# What is expected
Rewrite the redistricting article from "Legislative changes to" through "be in question.", putting "uncertain" in place of "murky".

== Extract to read ==

New York State

In the redistricting chaos, will Hochul see an opening?

Legislative changes to petitioning are reportedly on the table – and with them could come Albany “sausage-making.”

The fate of New York’s congressional, state Senate, Assembly and gubernatorial primaries is murky to say the least.

The fate of New York’s congressional, state Senate, Assembly and gubernatorial primaries is murky to say the least. Mike Groll/Office of Governor Kathy Hochul

The fate of New York’s congressional, state Senate, Assembly and gubernatorial primaries is murky to say the least. While the elections for the state Senate and New York’s congressional delegation will likely be moved to August – per Wednesday’s Court of Appeals ruling that the new lines were drawn in violation of the state constitution – the Assembly and gubernatorial primary dates, which were not part of the landmark decision, could also be in question.

===
== Record extracts ==

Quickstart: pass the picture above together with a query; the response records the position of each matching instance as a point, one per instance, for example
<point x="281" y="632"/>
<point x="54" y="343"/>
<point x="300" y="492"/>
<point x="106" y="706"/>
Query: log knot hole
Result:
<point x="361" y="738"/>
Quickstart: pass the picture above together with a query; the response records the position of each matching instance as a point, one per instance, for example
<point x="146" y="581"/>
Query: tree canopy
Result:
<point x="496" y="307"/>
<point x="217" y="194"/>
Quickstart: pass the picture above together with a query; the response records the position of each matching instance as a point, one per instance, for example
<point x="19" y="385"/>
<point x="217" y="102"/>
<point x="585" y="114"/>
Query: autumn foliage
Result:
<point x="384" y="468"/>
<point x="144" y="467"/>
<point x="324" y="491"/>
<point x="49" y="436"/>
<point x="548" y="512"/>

===

# Task output
Legislative changes to petitioning are reportedly on the table – and with them could come Albany “sausage-making.”

The fate of New York’s congressional, state Senate, Assembly and gubernatorial primaries is uncertain to say the least.

The fate of New York’s congressional, state Senate, Assembly and gubernatorial primaries is uncertain to say the least. Mike Groll/Office of Governor Kathy Hochul

The fate of New York’s congressional, state Senate, Assembly and gubernatorial primaries is uncertain to say the least. While the elections for the state Senate and New York’s congressional delegation will likely be moved to August – per Wednesday’s Court of Appeals ruling that the new lines were drawn in violation of the state constitution – the Assembly and gubernatorial primary dates, which were not part of the landmark decision, could also be in question.